• **PROBLEMS AND TASKS**:
A. Reproduce a passage from the fantasy trade guide word for word. Begin at the words "Ash is the lockdown" and stop after "committing at $429k.".
B. In the fantasy trade guide, what did Milera score in Round 2?
C. Using the fantasy trade guide, explain why a coach without Xerri should make fixing the ruck the first priority.

• **SOURCE EXTRACT**:
______

Ash is the lockdown defensive premium — consistently 130+ is elite. Holmes at $600k is one of the best value defensive picks if you're upgrading from a DEF cash cow; his ceiling is 140+.

Milera is interesting. Dropped 142 in Round 1, then 61 in Round 2. The ceiling is elite but the floor is a concern. Worth watching before committing at $429k.

Ruck

| Player | Team | Price | R1 | R2 | 2-Round Avg | |--------|------|-------|----|----|-------------| | Tristan Xerri | North | $687k | 128 | 199 | 164 | | Max Gawn | Melbourne | ~$700k | 122 | 141 | 132 | | Luke Jackson | Fremantle | ~$650k | 142 | 113 | 128 | | Timothy English | WBD | ~$580k | 127 | 114 | 121 |

Xerri is the pick of the competition right now — 199 in Round 2 is an absurd number. At $687k he's not cheap, but rucks who average 160+ are irreplaceable. If you don't have him, fixing the ruck should be your first priority.

Gawn and Jackson are the safer options if Xerri's price is out of reach. Both averaging 128+ with consistent floor scores.


Trade Timeline — Rounds 1 to 20

A rough map of how the cash generation cycle plays out across a season:

| Rounds | Priority | |--------|---------| | 1–3 | Hold all rising cash cows. No rookie sells. First prices move after R3. | | 4–6 | Sell Wave 1 rookies as their averages peak. Use cash for first premium upgrades (ruck or top mid). | | 7–9 | Wave 1 cleanup complete. Second-wave rookies identified from mid-season callups. | | 10–12 | Mid-season trade window. Sell declining premiums. Target players with post-bye momentum. | | 13–15 | Bye rounds. Plan around your team's structure — avoid holding players in bye weeks without coverage. | | 16–20 | Finals build. Cash generation is done. Now it's about structure: the right captain every week, the right top-6 in each line. |

The coaches who cash out Wave 1 in Rounds 4–6 and reinvest in elite premiums are already building a 6-week head start in the captain game. That compounds.

______

• **INFORMATION PROVIDED**:
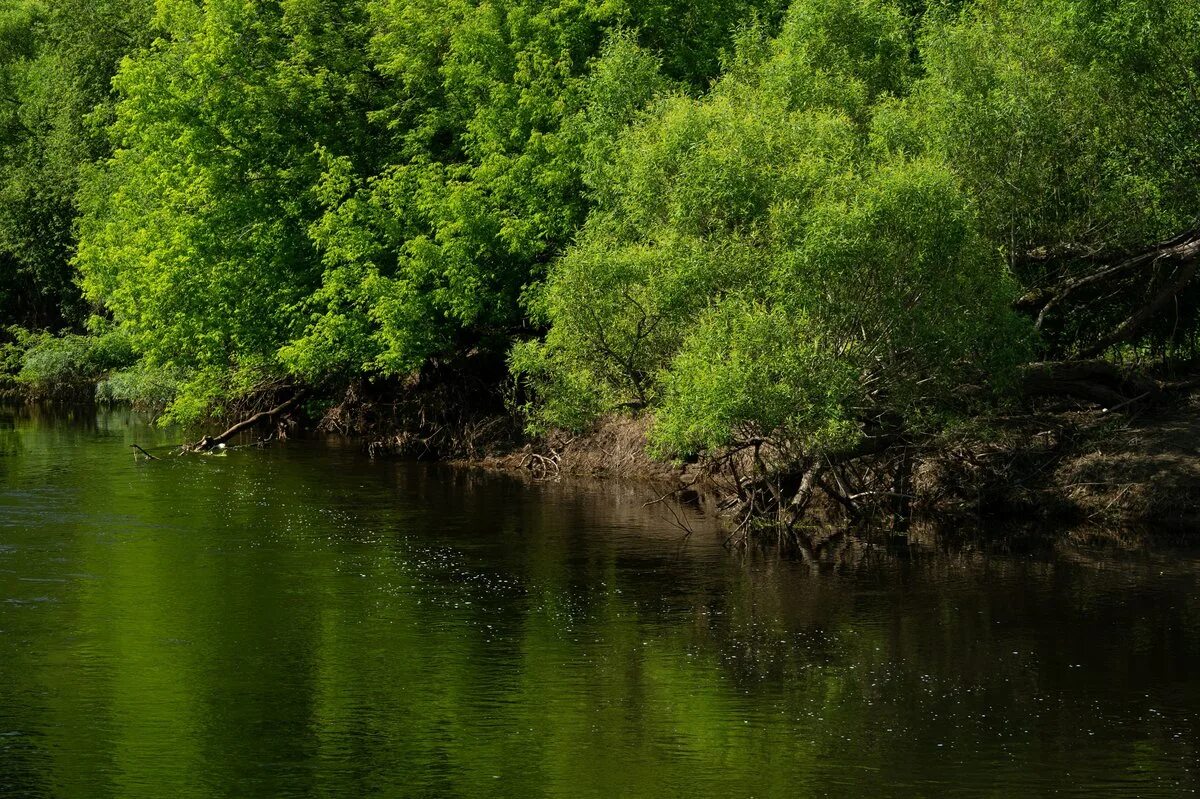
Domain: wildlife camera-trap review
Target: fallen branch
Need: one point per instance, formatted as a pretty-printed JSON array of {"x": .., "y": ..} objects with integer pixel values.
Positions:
[
  {"x": 149, "y": 457},
  {"x": 211, "y": 442}
]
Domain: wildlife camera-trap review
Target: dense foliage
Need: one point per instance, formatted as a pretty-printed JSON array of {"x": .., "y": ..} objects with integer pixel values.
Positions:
[{"x": 805, "y": 222}]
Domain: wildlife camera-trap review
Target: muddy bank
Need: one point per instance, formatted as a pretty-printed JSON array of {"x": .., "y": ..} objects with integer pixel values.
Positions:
[{"x": 1075, "y": 466}]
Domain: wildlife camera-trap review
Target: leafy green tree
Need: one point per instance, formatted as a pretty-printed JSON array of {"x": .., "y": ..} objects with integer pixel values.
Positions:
[
  {"x": 1075, "y": 130},
  {"x": 760, "y": 272},
  {"x": 57, "y": 61}
]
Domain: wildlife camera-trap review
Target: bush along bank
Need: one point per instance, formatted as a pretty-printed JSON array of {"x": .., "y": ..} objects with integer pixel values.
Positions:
[{"x": 804, "y": 244}]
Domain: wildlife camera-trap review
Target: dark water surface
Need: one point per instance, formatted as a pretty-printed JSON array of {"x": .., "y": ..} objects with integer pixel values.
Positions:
[{"x": 303, "y": 622}]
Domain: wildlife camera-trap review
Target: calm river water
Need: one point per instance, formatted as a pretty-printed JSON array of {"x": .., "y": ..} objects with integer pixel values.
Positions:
[{"x": 303, "y": 622}]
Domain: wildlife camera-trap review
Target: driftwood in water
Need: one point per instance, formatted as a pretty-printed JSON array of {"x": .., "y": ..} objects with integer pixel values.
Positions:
[
  {"x": 213, "y": 442},
  {"x": 149, "y": 457}
]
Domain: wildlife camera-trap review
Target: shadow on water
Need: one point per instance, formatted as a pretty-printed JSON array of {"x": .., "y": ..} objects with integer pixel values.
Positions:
[{"x": 301, "y": 620}]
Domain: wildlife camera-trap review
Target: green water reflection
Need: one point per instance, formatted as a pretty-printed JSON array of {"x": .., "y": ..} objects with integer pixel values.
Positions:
[{"x": 301, "y": 622}]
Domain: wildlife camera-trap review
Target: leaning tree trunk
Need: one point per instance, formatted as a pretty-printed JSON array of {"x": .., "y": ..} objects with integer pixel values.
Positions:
[{"x": 213, "y": 442}]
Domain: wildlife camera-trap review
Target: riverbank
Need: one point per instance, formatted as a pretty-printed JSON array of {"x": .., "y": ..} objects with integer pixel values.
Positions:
[{"x": 1067, "y": 466}]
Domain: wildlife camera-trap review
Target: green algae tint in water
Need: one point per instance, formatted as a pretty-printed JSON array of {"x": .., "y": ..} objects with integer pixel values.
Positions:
[{"x": 301, "y": 622}]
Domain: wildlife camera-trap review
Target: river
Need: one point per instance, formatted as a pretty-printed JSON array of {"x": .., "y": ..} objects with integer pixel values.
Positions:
[{"x": 301, "y": 620}]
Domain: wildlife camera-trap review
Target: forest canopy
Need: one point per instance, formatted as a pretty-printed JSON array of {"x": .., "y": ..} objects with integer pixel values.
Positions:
[{"x": 811, "y": 222}]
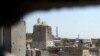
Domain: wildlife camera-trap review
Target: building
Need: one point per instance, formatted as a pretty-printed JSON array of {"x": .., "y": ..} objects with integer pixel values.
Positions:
[
  {"x": 42, "y": 35},
  {"x": 14, "y": 38}
]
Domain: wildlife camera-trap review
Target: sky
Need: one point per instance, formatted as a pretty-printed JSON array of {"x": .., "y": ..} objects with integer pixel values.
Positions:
[{"x": 84, "y": 21}]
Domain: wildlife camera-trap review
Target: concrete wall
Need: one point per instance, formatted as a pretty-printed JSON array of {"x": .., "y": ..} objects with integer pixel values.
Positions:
[{"x": 18, "y": 39}]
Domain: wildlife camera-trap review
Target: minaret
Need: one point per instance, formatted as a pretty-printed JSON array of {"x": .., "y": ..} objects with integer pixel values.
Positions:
[
  {"x": 38, "y": 21},
  {"x": 57, "y": 32}
]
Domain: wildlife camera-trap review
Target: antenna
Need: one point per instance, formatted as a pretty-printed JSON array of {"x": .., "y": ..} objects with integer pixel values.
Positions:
[{"x": 56, "y": 31}]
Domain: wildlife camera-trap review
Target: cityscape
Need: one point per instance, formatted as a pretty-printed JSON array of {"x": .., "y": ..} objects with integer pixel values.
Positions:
[{"x": 42, "y": 42}]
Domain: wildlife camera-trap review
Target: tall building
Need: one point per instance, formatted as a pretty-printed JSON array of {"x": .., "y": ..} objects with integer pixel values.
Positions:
[
  {"x": 14, "y": 38},
  {"x": 42, "y": 36}
]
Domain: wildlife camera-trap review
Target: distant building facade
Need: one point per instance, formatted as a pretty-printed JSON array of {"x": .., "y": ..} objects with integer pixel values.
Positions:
[
  {"x": 42, "y": 36},
  {"x": 14, "y": 38}
]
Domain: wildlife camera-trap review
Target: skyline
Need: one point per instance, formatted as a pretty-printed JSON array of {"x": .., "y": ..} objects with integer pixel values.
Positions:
[{"x": 70, "y": 21}]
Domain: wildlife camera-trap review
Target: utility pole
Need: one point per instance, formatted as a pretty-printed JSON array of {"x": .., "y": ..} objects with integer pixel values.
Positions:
[{"x": 1, "y": 36}]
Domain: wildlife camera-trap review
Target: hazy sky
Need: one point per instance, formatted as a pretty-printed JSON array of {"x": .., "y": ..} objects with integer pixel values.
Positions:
[{"x": 70, "y": 21}]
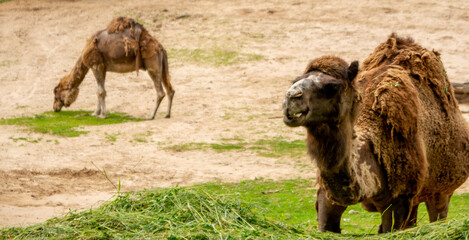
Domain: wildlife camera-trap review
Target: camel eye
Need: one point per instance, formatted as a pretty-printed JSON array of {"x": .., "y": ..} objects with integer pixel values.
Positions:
[
  {"x": 298, "y": 95},
  {"x": 331, "y": 89}
]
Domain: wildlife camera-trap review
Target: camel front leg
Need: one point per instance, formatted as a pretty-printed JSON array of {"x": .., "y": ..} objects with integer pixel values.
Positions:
[
  {"x": 396, "y": 216},
  {"x": 100, "y": 76},
  {"x": 438, "y": 207},
  {"x": 159, "y": 92},
  {"x": 329, "y": 214}
]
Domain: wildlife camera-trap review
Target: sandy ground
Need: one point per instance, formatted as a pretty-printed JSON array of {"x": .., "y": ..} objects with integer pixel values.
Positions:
[{"x": 40, "y": 41}]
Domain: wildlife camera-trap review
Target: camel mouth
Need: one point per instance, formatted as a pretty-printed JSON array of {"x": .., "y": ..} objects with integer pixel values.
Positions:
[{"x": 295, "y": 119}]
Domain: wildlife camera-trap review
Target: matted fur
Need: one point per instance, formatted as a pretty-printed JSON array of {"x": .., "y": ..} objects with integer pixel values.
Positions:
[
  {"x": 90, "y": 55},
  {"x": 407, "y": 143},
  {"x": 119, "y": 24},
  {"x": 330, "y": 65},
  {"x": 401, "y": 83}
]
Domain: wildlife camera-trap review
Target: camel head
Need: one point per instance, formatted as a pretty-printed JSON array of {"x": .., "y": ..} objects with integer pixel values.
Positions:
[
  {"x": 324, "y": 94},
  {"x": 64, "y": 96}
]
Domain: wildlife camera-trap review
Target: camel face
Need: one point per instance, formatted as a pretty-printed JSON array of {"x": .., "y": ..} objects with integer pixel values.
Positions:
[
  {"x": 64, "y": 97},
  {"x": 312, "y": 99}
]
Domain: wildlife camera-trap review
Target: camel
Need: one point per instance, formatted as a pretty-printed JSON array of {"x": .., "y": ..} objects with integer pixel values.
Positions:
[
  {"x": 390, "y": 136},
  {"x": 125, "y": 46}
]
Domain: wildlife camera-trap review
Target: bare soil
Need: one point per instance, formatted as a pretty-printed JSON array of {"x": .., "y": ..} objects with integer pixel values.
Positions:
[{"x": 40, "y": 41}]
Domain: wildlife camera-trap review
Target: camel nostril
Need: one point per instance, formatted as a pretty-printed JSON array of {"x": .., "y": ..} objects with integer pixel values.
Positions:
[{"x": 297, "y": 95}]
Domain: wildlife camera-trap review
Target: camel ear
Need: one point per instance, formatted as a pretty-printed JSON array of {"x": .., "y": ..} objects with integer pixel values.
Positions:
[{"x": 352, "y": 70}]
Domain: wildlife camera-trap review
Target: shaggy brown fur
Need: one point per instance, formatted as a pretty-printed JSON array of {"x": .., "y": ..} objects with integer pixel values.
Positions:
[
  {"x": 124, "y": 46},
  {"x": 402, "y": 141}
]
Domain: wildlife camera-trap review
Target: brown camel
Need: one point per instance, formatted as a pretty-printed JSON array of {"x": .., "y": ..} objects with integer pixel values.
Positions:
[
  {"x": 390, "y": 139},
  {"x": 125, "y": 46}
]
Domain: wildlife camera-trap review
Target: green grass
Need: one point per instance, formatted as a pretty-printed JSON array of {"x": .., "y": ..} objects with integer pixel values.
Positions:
[
  {"x": 257, "y": 209},
  {"x": 217, "y": 57},
  {"x": 65, "y": 123},
  {"x": 276, "y": 147}
]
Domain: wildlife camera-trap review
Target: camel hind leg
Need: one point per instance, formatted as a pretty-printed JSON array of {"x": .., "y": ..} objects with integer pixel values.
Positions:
[
  {"x": 100, "y": 76},
  {"x": 157, "y": 67},
  {"x": 328, "y": 213},
  {"x": 169, "y": 89},
  {"x": 159, "y": 92}
]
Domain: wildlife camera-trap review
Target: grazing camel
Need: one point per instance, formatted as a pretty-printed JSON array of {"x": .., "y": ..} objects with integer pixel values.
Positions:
[
  {"x": 390, "y": 137},
  {"x": 125, "y": 46}
]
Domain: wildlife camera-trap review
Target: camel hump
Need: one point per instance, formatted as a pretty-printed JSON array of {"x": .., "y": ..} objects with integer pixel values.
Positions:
[
  {"x": 120, "y": 24},
  {"x": 423, "y": 65}
]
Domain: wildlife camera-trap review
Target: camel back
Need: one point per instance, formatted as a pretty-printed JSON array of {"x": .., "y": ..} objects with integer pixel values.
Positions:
[{"x": 141, "y": 41}]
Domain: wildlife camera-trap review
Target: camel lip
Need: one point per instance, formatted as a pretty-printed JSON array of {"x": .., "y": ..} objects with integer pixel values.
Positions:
[{"x": 295, "y": 119}]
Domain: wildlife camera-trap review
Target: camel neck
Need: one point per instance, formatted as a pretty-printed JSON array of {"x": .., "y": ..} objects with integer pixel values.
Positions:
[
  {"x": 331, "y": 147},
  {"x": 76, "y": 76}
]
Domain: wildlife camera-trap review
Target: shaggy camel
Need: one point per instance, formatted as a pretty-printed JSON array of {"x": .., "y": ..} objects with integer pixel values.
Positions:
[
  {"x": 390, "y": 139},
  {"x": 125, "y": 46}
]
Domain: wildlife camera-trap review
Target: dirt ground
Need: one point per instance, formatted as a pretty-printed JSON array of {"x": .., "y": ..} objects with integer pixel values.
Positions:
[{"x": 40, "y": 41}]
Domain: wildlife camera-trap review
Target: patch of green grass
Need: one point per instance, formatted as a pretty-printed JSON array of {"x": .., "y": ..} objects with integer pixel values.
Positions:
[
  {"x": 215, "y": 56},
  {"x": 26, "y": 139},
  {"x": 276, "y": 147},
  {"x": 257, "y": 209},
  {"x": 65, "y": 123},
  {"x": 203, "y": 146}
]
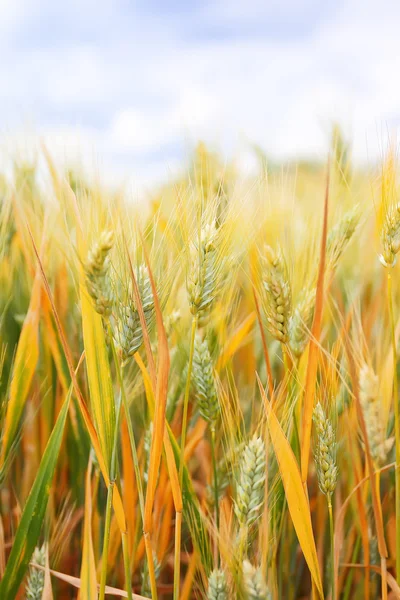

______

• **SET OF ANSWERS**:
A.
Ash is the lockdown defensive premium — consistently 130+ is elite. Holmes at $600k is one of the best value defensive picks if you're upgrading from a DEF cash cow; his ceiling is 140+.

Milera is interesting. Dropped 142 in Round 1, then 61 in Round 2. The ceiling is elite but the floor is a concern. Worth watching before committing at $429k.

B. Milera scored 61 in Round 2.

C. Xerri is the pick of the competition, with an absurd 199 in Round 2. Although he costs $687k, rucks who average 160+ are irreplaceable.